Aufgaben:
1. Nenne in der Reihenfolge ihres Auftretens alle Wörter und Passagen, die im Textauszug über das Verzeihen in Anführungszeichen stehen.
2. Welche Bibelstelle gibt der Textauszug über das Verzeihen für die Worte „gütig und barmherzig“ an?
3. Setze den Textauszug über das Verzeihen nach seinem letzten Satz fort.

Textauszug:
* * * *
Und erst wenn man die Kraft und den Großmut aufbringt (um die man auch beten soll!), von Herzen zu verzeihen, wird nicht nur das eigene Auge im übertragenen Sinn “gereinigt” bzw. objektiv “geschärft”, sondern es kehren innerer Friede und übernatürliche Freude ins eigene Herz ein bzw. zurück! Ganz zu schweigen von der gottgewollten Versöhnung, die man mit dem oder den betreffenden Menschen feiern kann...! Man handelt dann eben “gütig und barmherzig ... wie auch Gott euch in Christus vergeben hat.” (Eph 4,32) Auch auf diese Weise wird sich dann an einem die betreffende Seligpreisung Jesu erfüllen: “Selig die Friedensstifter! Sie werden Kinder Gottes genannt werden.” (Mt 5,9)
* * * *
Daten zur Objektverortung in natürlicher Sprache

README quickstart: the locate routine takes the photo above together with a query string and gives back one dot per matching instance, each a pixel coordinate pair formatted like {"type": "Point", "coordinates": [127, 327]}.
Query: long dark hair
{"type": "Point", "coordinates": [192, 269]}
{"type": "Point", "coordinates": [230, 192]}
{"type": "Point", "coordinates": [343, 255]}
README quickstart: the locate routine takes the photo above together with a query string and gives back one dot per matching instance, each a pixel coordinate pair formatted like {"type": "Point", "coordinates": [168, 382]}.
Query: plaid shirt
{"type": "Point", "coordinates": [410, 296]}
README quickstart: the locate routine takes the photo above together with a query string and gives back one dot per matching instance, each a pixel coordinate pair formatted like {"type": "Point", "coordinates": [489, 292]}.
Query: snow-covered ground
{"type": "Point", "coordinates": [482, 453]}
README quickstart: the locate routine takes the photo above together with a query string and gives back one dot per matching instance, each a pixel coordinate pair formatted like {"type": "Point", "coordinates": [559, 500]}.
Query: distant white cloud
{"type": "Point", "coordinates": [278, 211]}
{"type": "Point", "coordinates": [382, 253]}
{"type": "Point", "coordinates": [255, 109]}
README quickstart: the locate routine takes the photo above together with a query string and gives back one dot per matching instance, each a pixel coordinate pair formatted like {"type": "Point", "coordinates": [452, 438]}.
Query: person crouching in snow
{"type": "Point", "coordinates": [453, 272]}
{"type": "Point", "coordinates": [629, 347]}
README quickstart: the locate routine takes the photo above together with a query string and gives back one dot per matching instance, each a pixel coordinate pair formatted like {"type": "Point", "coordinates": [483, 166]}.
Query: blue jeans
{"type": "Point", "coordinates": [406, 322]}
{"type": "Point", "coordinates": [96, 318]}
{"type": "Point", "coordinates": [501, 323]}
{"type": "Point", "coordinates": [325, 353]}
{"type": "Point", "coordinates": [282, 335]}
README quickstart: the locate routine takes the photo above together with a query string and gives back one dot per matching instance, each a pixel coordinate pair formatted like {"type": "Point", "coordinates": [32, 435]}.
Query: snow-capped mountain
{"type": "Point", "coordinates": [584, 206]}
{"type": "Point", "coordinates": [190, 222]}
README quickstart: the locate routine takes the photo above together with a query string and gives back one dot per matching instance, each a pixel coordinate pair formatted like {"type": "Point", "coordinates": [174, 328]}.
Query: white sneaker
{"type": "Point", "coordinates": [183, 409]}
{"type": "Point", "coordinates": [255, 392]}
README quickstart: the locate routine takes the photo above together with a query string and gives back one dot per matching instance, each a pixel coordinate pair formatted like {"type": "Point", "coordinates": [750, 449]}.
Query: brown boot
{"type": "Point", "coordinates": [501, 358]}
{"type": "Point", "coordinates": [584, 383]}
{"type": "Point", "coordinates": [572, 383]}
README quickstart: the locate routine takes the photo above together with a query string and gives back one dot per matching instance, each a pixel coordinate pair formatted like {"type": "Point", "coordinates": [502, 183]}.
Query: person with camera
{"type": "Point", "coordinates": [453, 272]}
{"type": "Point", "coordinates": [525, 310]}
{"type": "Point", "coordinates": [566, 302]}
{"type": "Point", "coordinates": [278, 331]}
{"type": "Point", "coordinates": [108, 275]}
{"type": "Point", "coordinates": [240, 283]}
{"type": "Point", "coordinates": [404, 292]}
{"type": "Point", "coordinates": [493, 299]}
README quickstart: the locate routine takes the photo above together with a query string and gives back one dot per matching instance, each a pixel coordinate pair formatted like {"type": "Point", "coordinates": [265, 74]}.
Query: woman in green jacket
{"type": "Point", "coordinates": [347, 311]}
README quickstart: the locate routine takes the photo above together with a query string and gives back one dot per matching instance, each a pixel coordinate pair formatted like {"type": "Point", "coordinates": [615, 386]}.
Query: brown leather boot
* * * *
Lösungen:
1.
- gereinigt
- geschärft
- gütig und barmherzig ... wie auch Gott euch in Christus vergeben hat.
- Selig die Friedensstifter! Sie werden Kinder Gottes genannt werden.

2. Eph 4,32

3.
Und sollten wir jemand kennen, der uns auf welche Weise auch immer irgendein Unrecht zugefügt hat und dies eben noch nicht einsieht und um Verzeihung bittet, dann erwecken wir schon jetzt im voraus wenigstens die ehrliche Bereitschaft, diesem Menschen zu vergeben, sollte er den ersten ernsthaften Schritt auf diesem Weg der Umkehr machen. Verschließen wir unser Herz nicht grundsätzlich vor einem Menschen, der Unrecht tut, sondern beten wir für ihn aufrichtig in der Hoffnung, dass er seinen Fehltritt einsieht und auch seinerseits Versöhnung mit uns sucht. Denn nur die Vergebung ist die Kraft, die die Welt sozusagen zusammenhält, weil ja auch Gott einem reuigen Sünder bereitwillig verzeiht, zu welchen mit Ausnahme Mariens wohl alle anderen Menschen zu zählen sind.